"""
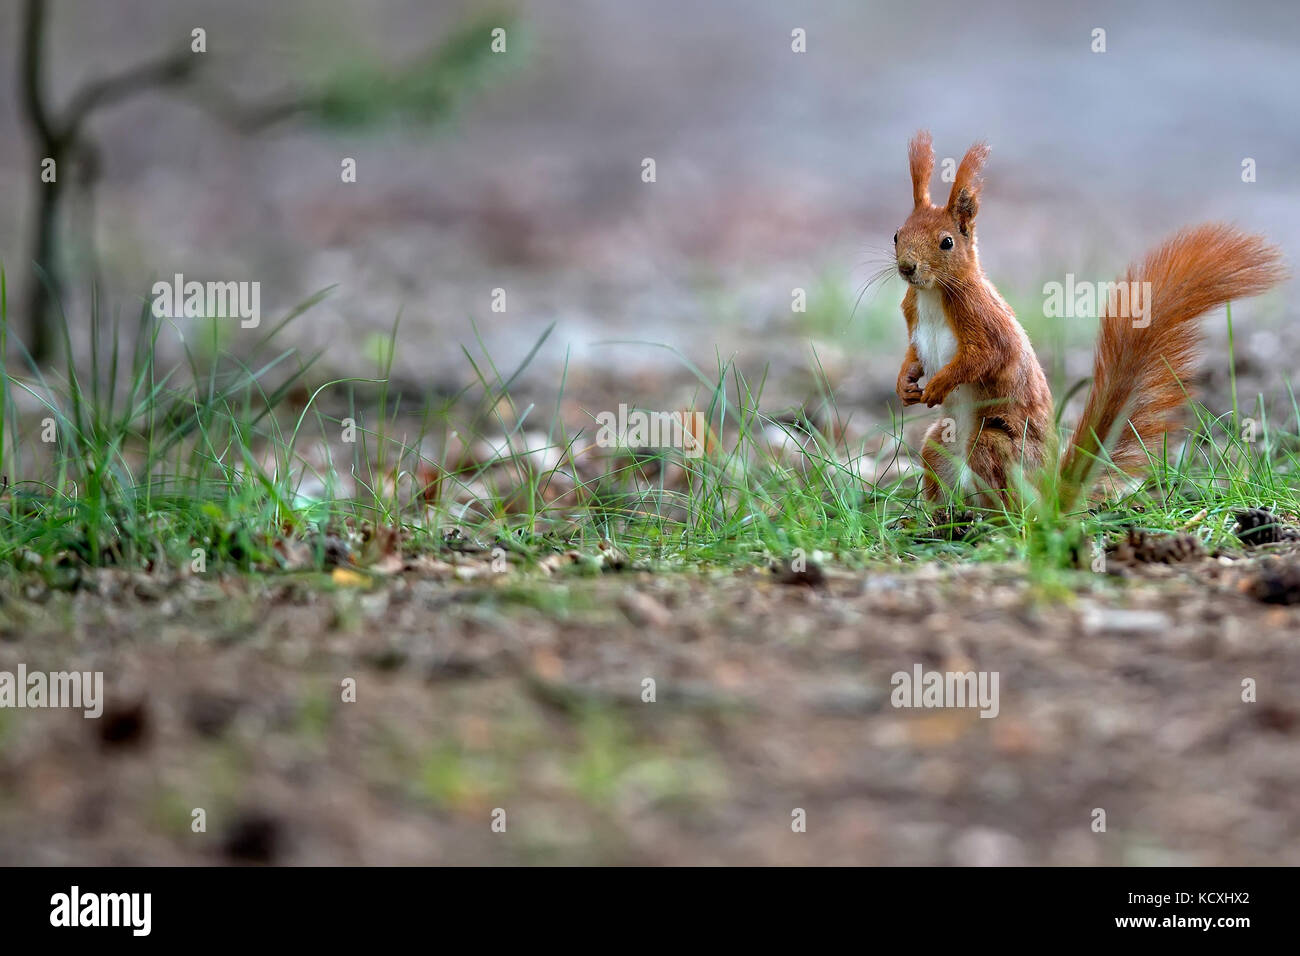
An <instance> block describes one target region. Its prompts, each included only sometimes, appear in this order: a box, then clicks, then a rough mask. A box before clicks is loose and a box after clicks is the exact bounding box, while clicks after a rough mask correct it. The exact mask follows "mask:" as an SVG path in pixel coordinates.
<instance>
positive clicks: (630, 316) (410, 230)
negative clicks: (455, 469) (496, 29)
mask: <svg viewBox="0 0 1300 956" xmlns="http://www.w3.org/2000/svg"><path fill="white" fill-rule="evenodd" d="M21 7H22V5H21V4H17V3H14V4H6V5H4V8H3V10H0V36H4V38H6V39H5V43H3V44H0V72H3V74H4V75H6V77H17V75H18V69H19V60H18V47H19V39H21V30H19V23H18V18H19V12H21ZM494 16H495V10H494V9H493V8H490V7H485V5H482V4H468V3H451V1H447V0H438V1H435V3H421V1H417V0H370V1H369V3H365V4H356V3H344V1H343V0H313V1H312V3H305V1H302V3H299V1H295V0H285V1H282V3H277V4H274V5H266V4H264V3H260V1H259V0H231V1H230V3H221V4H214V3H201V1H200V0H175V1H174V3H166V4H162V3H149V1H148V0H114V1H113V3H96V1H95V0H57V1H53V3H49V4H48V21H49V22H48V36H47V49H45V56H44V65H43V69H44V83H45V86H47V87H48V90H47V95H48V99H49V101H51V103H52V104H53V105H55V107H59V105H61V104H64V103H65V101H66V100H68V98H69V96H70V95H72V94H73V91H75V90H77V88H79V87H81V86H82V85H83V83H85V82H87V81H91V79H94V78H96V77H103V75H110V74H113V73H118V72H121V70H123V69H126V68H129V66H130V65H133V64H138V62H144V61H149V60H152V59H156V57H159V56H161V55H165V53H169V52H172V51H175V49H185V48H186V47H187V46H188V42H190V31H191V30H192V29H195V27H203V29H205V30H207V38H208V52H207V53H205V55H204V56H205V57H208V59H207V60H204V61H203V65H201V68H200V73H199V74H196V77H195V78H194V86H203V87H204V88H220V90H222V91H224V92H222V95H226V96H230V98H238V99H239V100H240V101H246V103H266V101H276V99H277V98H279V96H283V94H285V91H286V90H291V91H292V90H311V88H315V87H317V86H318V85H321V83H337V82H338V81H339V77H342V78H343V81H342V82H343V83H344V85H346V83H347V82H348V81H347V77H348V75H350V74H348V70H355V72H356V75H361V77H364V75H367V70H372V72H373V70H381V72H382V70H383V69H387V68H391V69H399V68H400V64H403V62H408V61H412V60H413V59H415V60H419V57H421V56H422V55H424V51H428V49H430V47H433V46H435V44H437V43H439V42H441V40H443V39H445V38H447V36H450V35H452V34H455V31H456V30H458V29H463V27H464V26H465V25H467V23H481V22H484V18H485V17H486V21H493V18H494ZM499 21H500V23H502V25H503V26H504V27H506V29H507V51H506V53H502V55H494V56H489V57H487V59H486V60H487V61H486V62H484V64H482V69H481V70H480V69H476V72H474V75H473V78H472V79H469V81H467V82H465V83H464V86H463V88H461V87H460V86H456V88H455V95H454V96H452V98H451V100H452V101H454V108H452V109H450V111H447V112H442V111H437V112H435V113H433V114H432V116H430V117H422V116H413V117H412V116H408V114H402V113H400V112H398V113H394V114H391V116H390V114H386V113H383V112H382V111H378V112H377V114H376V116H374V117H370V118H367V120H365V121H361V122H350V121H348V117H346V116H344V117H343V121H342V122H339V121H326V122H321V121H318V118H320V117H311V116H298V117H292V116H291V117H289V118H287V120H285V121H282V122H276V124H269V125H266V126H264V127H260V129H256V130H243V131H240V130H239V129H235V127H231V126H230V125H229V124H222V122H221V121H220V120H217V118H214V116H213V113H212V112H211V111H205V109H201V108H199V107H198V105H196V100H198V98H196V96H195V95H191V91H190V85H187V83H181V85H177V86H175V87H174V88H169V90H157V91H147V92H143V94H140V95H138V96H133V98H130V99H123V100H122V101H121V103H120V104H116V105H107V107H104V108H101V109H98V111H95V112H94V113H92V114H91V116H90V117H88V120H87V122H86V131H87V134H88V135H91V137H92V138H94V142H95V144H96V159H98V176H99V179H98V185H96V189H95V193H94V196H95V207H94V215H92V217H91V219H88V220H87V219H86V217H85V216H83V213H82V211H81V209H79V207H78V203H77V202H75V199H70V200H69V202H68V203H66V211H65V213H66V220H68V222H66V232H65V233H64V235H65V238H66V239H68V241H69V242H68V243H66V248H65V251H64V255H65V259H66V261H68V289H66V290H65V304H66V308H68V313H69V316H70V319H72V325H73V334H74V337H77V336H78V334H79V330H83V329H85V326H86V324H87V323H86V315H87V312H88V306H87V300H88V287H90V281H88V267H87V261H90V260H88V259H86V256H85V255H83V252H85V248H86V246H85V243H83V242H82V245H77V243H78V242H81V241H82V239H83V233H85V230H86V228H87V225H86V224H87V221H88V224H90V225H88V229H90V230H92V233H94V246H92V248H94V250H95V251H96V255H98V260H99V281H100V282H101V286H103V290H104V300H105V302H107V303H108V308H109V310H121V311H122V312H125V313H126V315H134V313H135V311H136V310H138V307H139V303H140V300H142V297H144V295H146V294H147V293H148V286H149V284H151V282H152V281H153V280H155V278H159V277H170V276H172V274H173V273H177V272H181V273H185V274H186V277H187V278H199V280H205V278H217V280H259V281H260V282H261V303H263V311H264V315H265V316H266V319H268V320H270V319H274V317H277V316H279V315H281V313H283V312H287V311H289V310H290V308H291V307H294V306H295V304H298V303H300V302H303V300H304V299H307V298H308V297H309V295H312V294H313V293H316V291H320V290H322V289H325V287H329V286H333V287H334V289H333V291H331V293H330V295H329V297H328V298H326V299H325V300H324V302H322V303H321V304H318V306H316V307H313V308H312V310H311V311H309V312H308V313H307V315H305V316H304V317H303V319H300V320H299V321H298V323H296V324H295V325H292V326H290V329H289V330H287V332H286V336H285V341H286V342H289V343H296V345H300V346H303V347H304V349H305V350H308V351H312V350H316V349H324V351H325V354H324V356H322V360H321V364H320V365H318V369H320V375H321V378H322V380H324V377H326V376H329V375H335V373H361V375H364V373H373V371H374V359H373V354H374V351H376V341H377V338H376V337H382V336H386V334H387V333H389V330H390V329H391V326H393V323H394V320H395V319H398V316H400V332H399V347H398V350H396V355H395V365H394V376H395V378H396V380H398V381H399V382H402V384H404V385H407V386H409V388H411V389H413V390H416V392H422V393H426V394H429V393H432V394H438V393H451V392H455V390H456V389H459V388H461V386H463V385H465V384H467V382H468V381H471V380H472V377H473V373H472V371H471V369H469V367H468V363H467V360H465V356H464V354H463V352H461V346H463V345H464V346H468V347H471V349H472V350H473V351H474V352H476V354H480V352H481V351H486V352H487V354H489V355H490V356H491V359H493V360H494V362H495V363H497V364H498V365H499V367H502V368H512V367H513V365H515V364H516V363H517V362H519V360H520V359H523V358H524V355H526V352H528V350H529V349H530V347H532V345H533V343H534V342H536V341H537V338H538V337H539V336H541V333H542V332H543V330H545V329H546V328H547V326H549V325H550V324H552V323H554V324H555V330H554V334H552V336H551V337H550V338H549V339H547V342H546V343H545V346H543V349H542V351H541V352H539V354H538V358H537V360H536V362H534V363H533V364H532V365H530V367H529V369H528V371H526V373H525V376H524V377H523V378H521V380H520V382H519V390H520V392H523V393H524V394H525V397H529V398H534V399H538V398H539V399H546V398H547V397H551V398H554V394H555V392H556V389H558V380H559V375H560V371H562V369H563V368H564V365H565V363H567V364H568V381H567V386H565V388H567V394H569V395H572V397H573V399H575V401H576V402H586V403H590V402H599V403H603V405H599V407H606V405H607V403H608V402H615V403H616V402H621V401H627V402H628V403H629V405H634V403H642V405H645V406H649V407H675V405H673V403H675V402H677V401H682V399H684V398H689V394H690V393H693V390H694V389H695V381H694V378H693V376H692V375H690V373H689V372H688V371H686V369H685V367H684V365H682V363H681V360H680V358H679V355H676V354H675V352H673V350H676V351H679V352H680V354H681V355H682V356H685V358H688V359H690V360H692V362H694V363H695V364H697V365H699V367H701V368H702V369H705V372H712V371H714V369H716V367H718V362H719V358H722V359H724V360H725V359H729V358H735V359H736V362H737V364H738V367H740V368H742V369H744V371H745V372H746V373H748V375H750V376H753V377H755V378H758V377H761V376H762V372H763V369H764V368H768V369H770V375H768V385H767V389H768V392H767V395H766V398H764V401H766V402H767V403H770V405H783V403H793V405H798V403H802V402H805V401H806V399H807V395H809V392H810V390H811V389H813V388H814V386H813V385H811V384H810V377H809V375H807V369H809V368H810V365H811V349H815V350H816V354H818V356H819V360H820V363H822V365H823V367H824V368H826V371H827V375H828V376H829V378H831V381H832V384H833V386H835V389H836V401H837V403H839V405H840V406H841V408H849V410H855V411H858V412H859V414H861V415H865V416H867V418H868V419H872V418H881V416H884V412H885V407H887V403H888V402H891V401H893V381H894V375H896V367H897V363H898V359H900V356H901V347H902V320H901V317H900V315H898V311H897V303H898V300H900V299H901V295H902V289H901V286H900V285H898V281H897V278H888V280H885V281H884V282H878V284H875V285H872V286H871V287H870V289H867V290H866V293H865V294H863V286H865V285H866V284H867V280H868V278H870V277H871V276H872V274H874V273H875V272H876V269H878V268H879V267H880V265H883V264H885V263H887V261H888V260H887V259H885V256H887V252H888V247H889V239H891V235H892V233H893V230H894V228H896V226H897V225H898V224H900V221H901V220H902V219H904V217H905V216H906V212H907V208H909V185H907V178H906V166H905V147H906V140H907V138H909V135H910V134H911V133H913V131H914V130H915V129H918V127H922V126H924V127H930V129H931V130H933V134H935V143H936V151H937V155H939V157H940V161H941V160H943V159H944V157H949V156H950V157H956V159H959V156H961V155H962V152H963V151H965V150H966V148H967V147H969V146H970V143H971V142H972V140H975V139H978V138H985V139H987V140H988V142H989V143H991V144H992V147H993V153H992V159H991V161H989V165H988V169H987V190H985V202H984V206H983V209H982V213H980V221H979V233H980V239H982V246H980V248H982V254H983V260H984V265H985V269H987V271H988V273H989V274H991V277H992V278H993V281H995V282H997V284H998V285H1000V287H1002V290H1004V294H1006V297H1008V298H1009V299H1010V300H1011V303H1013V304H1014V306H1017V307H1018V311H1019V312H1021V316H1022V320H1023V321H1024V324H1026V325H1027V326H1028V328H1030V330H1031V334H1032V336H1034V338H1035V342H1036V345H1037V347H1039V351H1040V358H1041V359H1043V362H1044V364H1045V365H1048V367H1049V371H1053V372H1054V376H1056V378H1057V381H1058V382H1060V380H1061V378H1062V377H1078V376H1082V375H1087V369H1088V346H1089V345H1091V341H1092V328H1091V325H1089V324H1088V321H1087V320H1066V321H1065V323H1061V321H1054V323H1048V321H1045V320H1044V319H1043V316H1041V303H1043V295H1041V285H1043V282H1045V281H1063V278H1065V273H1066V272H1074V273H1075V274H1076V276H1078V277H1079V278H1097V280H1105V278H1109V277H1112V276H1114V274H1115V273H1117V272H1118V271H1119V269H1122V267H1123V265H1125V263H1126V261H1127V260H1130V259H1132V258H1134V256H1136V255H1139V254H1140V252H1143V251H1144V250H1145V248H1147V247H1148V246H1149V245H1151V243H1152V242H1154V241H1156V239H1158V238H1160V237H1161V235H1162V234H1165V233H1167V232H1170V230H1171V229H1174V228H1177V226H1179V225H1183V224H1187V222H1193V221H1199V220H1205V219H1213V217H1223V219H1229V220H1232V221H1235V222H1238V224H1240V225H1243V226H1245V228H1249V229H1253V230H1262V232H1266V233H1268V234H1269V235H1270V237H1273V238H1274V239H1275V241H1277V242H1279V243H1281V245H1282V246H1283V248H1284V250H1287V252H1288V254H1290V252H1291V251H1294V250H1295V248H1296V238H1297V230H1300V216H1297V215H1296V212H1297V211H1300V209H1297V207H1300V183H1297V181H1296V177H1295V176H1294V174H1292V173H1291V170H1292V169H1294V160H1295V156H1296V155H1297V151H1300V130H1297V126H1296V124H1295V113H1296V94H1295V90H1296V82H1295V79H1296V66H1295V43H1294V38H1295V36H1296V35H1297V29H1300V9H1297V8H1296V7H1295V5H1294V4H1288V3H1248V4H1232V5H1230V4H1210V3H1148V4H1141V5H1139V7H1134V5H1131V4H1126V3H1115V4H1108V3H1096V4H1087V5H1074V4H1048V5H1045V4H1037V3H993V4H980V5H979V7H978V8H975V7H972V5H970V4H965V3H933V4H927V5H926V7H924V8H923V10H918V8H915V5H913V4H907V3H892V1H891V3H853V1H849V0H842V1H840V0H809V1H806V3H800V4H789V3H759V1H754V0H750V1H738V0H737V1H728V0H715V1H712V3H703V4H702V3H694V1H692V0H664V1H663V3H653V4H651V3H636V1H630V0H629V1H625V3H612V1H610V0H602V1H599V3H598V1H595V0H565V1H563V3H562V1H559V0H551V1H526V0H525V1H523V3H515V4H511V5H510V7H502V8H500V16H499ZM797 27H798V29H802V30H805V31H806V38H807V39H806V46H807V51H806V52H803V53H796V52H792V30H794V29H797ZM1095 29H1102V30H1105V44H1106V49H1105V52H1104V53H1095V52H1092V47H1093V30H1095ZM477 35H478V36H480V38H481V42H482V44H487V43H489V36H486V35H482V33H481V31H480V33H478V34H477ZM357 82H359V83H364V82H365V81H364V79H361V81H357ZM363 112H364V111H363ZM337 118H338V117H334V120H337ZM426 120H432V121H426ZM343 157H354V159H356V163H357V177H356V182H355V183H343V182H342V181H341V176H339V172H341V161H342V159H343ZM645 157H653V159H654V160H655V164H656V182H654V183H645V182H642V179H641V164H642V160H643V159H645ZM1245 157H1251V159H1253V160H1255V163H1256V169H1257V181H1256V182H1251V183H1245V182H1243V179H1242V163H1243V159H1245ZM38 161H39V156H38V155H36V150H35V146H34V143H32V139H31V134H30V130H29V129H27V127H26V125H25V122H23V120H22V114H21V90H19V87H18V85H13V83H8V82H6V83H5V85H4V86H0V182H3V183H4V200H5V202H4V203H3V204H0V261H3V263H4V264H5V268H6V271H8V273H9V285H10V315H12V316H13V317H14V319H16V320H17V323H19V325H21V324H22V321H23V319H25V317H23V316H22V315H21V312H22V300H21V299H19V298H18V295H17V294H16V290H17V289H18V287H21V286H25V285H26V284H27V280H29V277H30V273H31V268H30V239H29V237H30V230H31V220H32V216H34V215H35V212H34V208H35V199H34V196H35V189H36V185H35V182H34V181H35V176H36V172H38V169H39V168H38ZM945 189H946V187H945V186H943V185H941V183H936V187H935V191H936V195H939V194H940V191H941V190H945ZM78 216H82V219H78ZM796 287H800V289H805V290H806V291H807V303H809V304H807V311H806V312H803V313H796V312H793V311H792V308H790V302H792V290H793V289H796ZM494 289H504V290H506V311H504V312H493V311H491V310H490V303H491V295H493V290H494ZM859 295H861V300H859ZM1277 312H1278V310H1275V308H1274V310H1265V308H1252V311H1251V320H1249V323H1248V324H1247V328H1245V329H1244V330H1243V332H1240V333H1239V343H1238V347H1239V351H1240V354H1242V355H1240V358H1242V362H1243V367H1242V368H1240V369H1239V371H1240V372H1242V376H1243V386H1244V388H1245V389H1248V390H1264V392H1279V390H1281V389H1282V386H1281V377H1279V376H1281V372H1282V371H1283V369H1281V368H1278V365H1277V363H1275V362H1273V359H1274V358H1275V356H1277V355H1278V354H1290V352H1287V351H1284V350H1286V349H1290V347H1291V346H1294V345H1295V336H1294V333H1292V332H1290V330H1288V329H1287V328H1286V326H1284V325H1282V324H1281V323H1279V321H1278V319H1279V316H1278V315H1277ZM1269 315H1271V316H1273V320H1271V323H1270V321H1269ZM1261 316H1262V317H1261ZM1257 317H1258V319H1260V320H1258V321H1256V319H1257ZM1219 325H1221V324H1219ZM224 334H227V336H229V338H230V339H231V341H230V342H227V345H229V346H230V347H233V349H235V350H238V347H239V343H240V338H239V337H240V336H242V334H244V336H247V337H248V338H250V339H251V338H252V336H253V334H255V333H242V332H240V330H239V329H238V328H234V326H233V324H231V326H227V328H226V330H225V333H224ZM1216 334H1217V333H1216ZM82 336H83V339H85V334H83V333H82ZM629 339H632V341H638V342H651V343H656V345H663V346H668V349H659V347H654V346H647V345H611V343H610V342H616V341H629ZM160 345H161V349H162V350H164V351H166V350H169V349H170V350H177V349H178V342H177V339H175V333H174V332H173V330H164V336H162V342H161V343H160ZM13 347H14V346H13V343H12V342H10V351H13ZM1062 363H1063V364H1062ZM1210 378H1212V381H1210V388H1212V397H1213V389H1214V388H1216V382H1217V381H1219V380H1222V382H1226V368H1223V369H1219V371H1216V369H1212V375H1210Z"/></svg>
"""
● Exercise brief
Look through the records for the word "clicks". Every line that has it should be copied.

● Solved problem
An <instance> block describes one target region. Its prompts, each included only sometimes, appear in this order: a box, then clicks, then a rough mask. A box before clicks is loose and a box after clicks is the exact bounding box, while clicks after a rough mask correct it. The exact mask follows "mask:" as an SVG path in pixel coordinates.
positive clicks: (630, 316) (410, 230)
negative clicks: (455, 469) (496, 29)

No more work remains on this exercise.